--- START EXTRACT PROVIDED ---

29

I'd like to move some data from one table to another (with a possibly different schema). Straightforward solution that comes into mind is -

start a transaction with serializable isolation level;
INSERT INTO dest_table SELECT data FROM orig_table,other-tables WHERE <condition>;
DELETE FROM orig_table USING other-tables WHERE <condition>;
COMMIT;

Now what if the amount of data is rather big, and the <condition> is expensive to compute? In PostgreSQL, a RULE or a stored procedure can be used to delete data on the fly, evaluating condition only once. Which solution is better? Are there other options?

j_random_hacker
  • 50,331
  • 10
  • 105
  • 169
IggShaman
  • 531
  • 1
  • 4
  • 6

4 Answers4

73

[Expanding on dvv's answer]

You can move to an existing table as follows. For unmatched schema, you should specify columns.

WITH moved_rows AS (
    DELETE FROM <original_table> a
    USING <other_table> b
    WHERE <condition>
    RETURNING a.* -- or specify columns
)
INSERT INTO <existing_table> --specify columns if necessary
SELECT [DISTINCT] * FROM moved_rows;

But you want to move the data into a new table (not an existing one), the outer syntax is different:

CREATE TABLE <new_table> AS
WITH moved_rows AS (
    DELETE FROM <original_table> a
    USING <other_table> b
    WHERE <condition>
    RETURNING a.* -- or specify columns
)
SELECT [DISTINCT] * FROM moved_rows;

Note: "USING <other_table> b" will join a with b so that you can delete rows from a based on the join result. If you don't have any other_table to join, you can just omit this. See here for more info.

--- END EXTRACT PROVIDED ---
--- START ENTRIES ---

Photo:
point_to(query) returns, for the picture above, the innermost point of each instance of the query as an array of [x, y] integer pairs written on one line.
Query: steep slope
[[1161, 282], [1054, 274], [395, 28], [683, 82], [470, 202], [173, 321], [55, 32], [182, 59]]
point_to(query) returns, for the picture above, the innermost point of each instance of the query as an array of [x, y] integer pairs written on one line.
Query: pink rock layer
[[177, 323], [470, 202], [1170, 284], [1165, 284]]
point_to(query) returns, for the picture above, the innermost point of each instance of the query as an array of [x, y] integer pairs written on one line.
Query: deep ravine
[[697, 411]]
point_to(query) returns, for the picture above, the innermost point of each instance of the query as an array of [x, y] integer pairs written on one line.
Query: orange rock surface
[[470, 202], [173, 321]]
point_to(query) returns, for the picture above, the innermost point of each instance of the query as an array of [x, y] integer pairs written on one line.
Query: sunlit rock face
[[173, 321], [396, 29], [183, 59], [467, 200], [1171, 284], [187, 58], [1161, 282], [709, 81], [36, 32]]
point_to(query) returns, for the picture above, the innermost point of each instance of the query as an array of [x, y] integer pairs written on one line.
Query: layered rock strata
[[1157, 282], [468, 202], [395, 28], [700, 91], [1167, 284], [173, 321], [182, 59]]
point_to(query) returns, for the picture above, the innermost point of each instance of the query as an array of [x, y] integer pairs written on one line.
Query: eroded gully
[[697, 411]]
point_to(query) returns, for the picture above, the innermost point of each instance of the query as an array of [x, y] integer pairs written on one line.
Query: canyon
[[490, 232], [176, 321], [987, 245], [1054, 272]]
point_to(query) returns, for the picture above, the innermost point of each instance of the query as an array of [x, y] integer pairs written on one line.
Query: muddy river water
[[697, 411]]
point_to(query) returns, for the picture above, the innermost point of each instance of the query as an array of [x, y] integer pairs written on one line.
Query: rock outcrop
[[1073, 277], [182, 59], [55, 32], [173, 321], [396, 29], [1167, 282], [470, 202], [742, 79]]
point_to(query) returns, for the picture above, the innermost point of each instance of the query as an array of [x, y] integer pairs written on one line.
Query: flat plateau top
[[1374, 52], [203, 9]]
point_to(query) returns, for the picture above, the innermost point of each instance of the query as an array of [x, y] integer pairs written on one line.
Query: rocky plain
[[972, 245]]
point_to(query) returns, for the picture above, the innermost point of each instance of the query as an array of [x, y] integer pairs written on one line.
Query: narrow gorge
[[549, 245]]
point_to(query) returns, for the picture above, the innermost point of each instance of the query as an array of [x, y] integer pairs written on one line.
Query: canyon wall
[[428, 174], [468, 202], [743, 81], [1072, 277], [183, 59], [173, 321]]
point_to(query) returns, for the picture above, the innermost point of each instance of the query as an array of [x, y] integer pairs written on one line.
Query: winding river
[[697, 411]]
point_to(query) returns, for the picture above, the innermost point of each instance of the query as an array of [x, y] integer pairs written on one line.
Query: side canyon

--- END ENTRIES ---

GIVEN TASK - Continue the thread on moving data between PostgreSQL tables from the point at which it stops. The rows come from a separate source.

OUTPUT BELOW -
ADTC
  • 8,999
  • 5
  • 68
  • 93
  • 1
    I use pg10.1 and `CREATE TABLE xxx AS DELETE FROM yyy` results in a syntax error. The latter example here is a good workaround. – kbridge4096 May 10 '19 at 05:40
  • 4
    Is this operation atomic? Could something happen between `DELETE` and `INSERT`? – Andrey Semakin Jul 20 '20 at 15:56
  • @AndreySemakin A cursory search shows that single statements are not necessarily atomic - at least not in the way you'd think it is. [Here](https://www.google.com/search?q=is+one+very+complex+sql+statement+atomic+postgresql), [Here](https://stackoverflow.com/q/44292587), [Here](https://stackoverflow.com/q/32700837) and [Here](https://stackoverflow.com/q/21468742). You may want to wrap it in `TRANSACTION` if your application requires atomicity. I would suggest you to do more research and study into ACID properties. _(I'm no longer actively dealing with databases, so I can't go any further.)_ – ADTC Sep 25 '20 at 02:06
  • In creating table example code, 1) what should "other_table" be replaced with (if not the new table or the original table which are already specified by "new_table" and "original_table" respectively. 2) How do you specify the condition of the where statement as when the column "xyz" of the original table equals 1? (Using the column name as "WHERE xyz = 1" produces errors) – Andikan Otung Feb 11 '23 at 21:07
  • 1
    @AndikanOtung it's a second join table. If you don't have one, you can omit it. I have expanded my answer with more details and documentation link. Please check. For your question (2) try `a.xyz`. – ADTC Feb 13 '23 at 06:19
10

You can move data using SINGLE query in Postgres 9.1 See http://www.postgresql.org/docs/9.1/static/queries-with.html Section "Data-Modifying Statements in WITH"

mnencia
  • 3,298
  • 1
  • 23
  • 35
dvv
  • 559
  • 5
  • 6
7

If the condition is so complicated that you don't want to execute it twice (which BTW sounds unlikely to me, but anyway), one possibility would be to ALTER TABLE ... ADD COLUMN on the original table to add a boolean field, and run an UPDATE on the table to set that field to true WHERE <condition>. Then your INSERT and DELETE commands can simply check this column for their WHERE clauses.

Don't forget to delete the column from both source and destination tables afterwards!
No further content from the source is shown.